WORK ITEM: Reproduce all the entries beneath this sentence exactly.

Referring expression data
+++++

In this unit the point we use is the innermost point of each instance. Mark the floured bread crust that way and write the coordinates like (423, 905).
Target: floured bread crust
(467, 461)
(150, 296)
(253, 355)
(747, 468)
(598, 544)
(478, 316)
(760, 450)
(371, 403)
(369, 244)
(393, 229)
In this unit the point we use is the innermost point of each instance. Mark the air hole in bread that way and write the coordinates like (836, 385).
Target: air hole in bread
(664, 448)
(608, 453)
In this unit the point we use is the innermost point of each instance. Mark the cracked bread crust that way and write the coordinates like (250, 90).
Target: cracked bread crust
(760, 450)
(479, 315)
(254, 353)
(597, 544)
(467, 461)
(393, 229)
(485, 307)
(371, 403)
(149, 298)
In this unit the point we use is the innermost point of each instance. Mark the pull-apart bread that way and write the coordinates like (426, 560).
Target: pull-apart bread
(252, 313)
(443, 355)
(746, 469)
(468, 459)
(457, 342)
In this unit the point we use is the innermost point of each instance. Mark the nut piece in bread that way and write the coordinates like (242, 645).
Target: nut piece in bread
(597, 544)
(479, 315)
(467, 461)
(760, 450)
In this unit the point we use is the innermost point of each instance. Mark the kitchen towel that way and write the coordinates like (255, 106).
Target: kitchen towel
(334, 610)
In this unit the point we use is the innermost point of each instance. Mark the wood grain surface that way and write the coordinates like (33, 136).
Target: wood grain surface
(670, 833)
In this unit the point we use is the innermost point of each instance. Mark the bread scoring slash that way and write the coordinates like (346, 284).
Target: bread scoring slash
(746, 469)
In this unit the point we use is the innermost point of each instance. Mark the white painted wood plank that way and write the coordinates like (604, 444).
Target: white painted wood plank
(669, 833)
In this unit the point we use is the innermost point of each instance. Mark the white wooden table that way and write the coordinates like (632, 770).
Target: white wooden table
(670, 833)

+++++

PROBLEM SOLUTION:
In this unit the point we use is the innermost point of each instance. Mark the floured bread crust that way and write the coordinates like (423, 905).
Target: floured bread crust
(467, 461)
(150, 296)
(253, 355)
(747, 468)
(598, 544)
(478, 316)
(760, 450)
(371, 403)
(369, 244)
(393, 229)
In this unit the point we use is the innermost point of each instance. Mark the air hole in bread that way and write the coordinates like (836, 385).
Target: air hole in bread
(664, 448)
(608, 453)
In this unit the point we use is the innermost point of each instance. Mark the cracked bread crust that way and write the coordinates like (250, 90).
Target: cracked bread crust
(760, 450)
(479, 315)
(254, 353)
(597, 544)
(467, 461)
(393, 229)
(485, 307)
(371, 403)
(149, 298)
In this unit the point we use is the innermost point of each instance. Mark the pull-apart bread that way and write the coordinates like (426, 560).
Target: pull-apart bread
(252, 313)
(443, 355)
(746, 469)
(468, 459)
(457, 342)
In this unit the point we use is the innermost point of each instance. Mark the nut piece in bread that way and write the coordinates like (242, 645).
Target: nut piece in bread
(597, 544)
(479, 315)
(467, 461)
(760, 450)
In this unit the point we use is the innermost point of each instance. Mark the kitchen towel that way and write the coordinates like (255, 106).
Target: kitchen towel
(334, 610)
In this unit the point we use is the innermost point of each instance. Mark the wood grain surface that way and write the coordinates like (33, 136).
Target: wood grain surface
(670, 833)
In this unit the point we use is the innermost point of each instance. Mark the bread scoring slash that way and write the coordinates like (346, 284).
Target: bread scoring slash
(746, 469)
In this unit the point we use is the innermost point of each instance. Mark the white painted wood plank that way and write the coordinates like (604, 444).
Target: white painted wood plank
(669, 833)
In this unit the point we use is the innermost point of each instance. Mark the white wooden table that way and write the coordinates like (632, 770).
Target: white wooden table
(670, 833)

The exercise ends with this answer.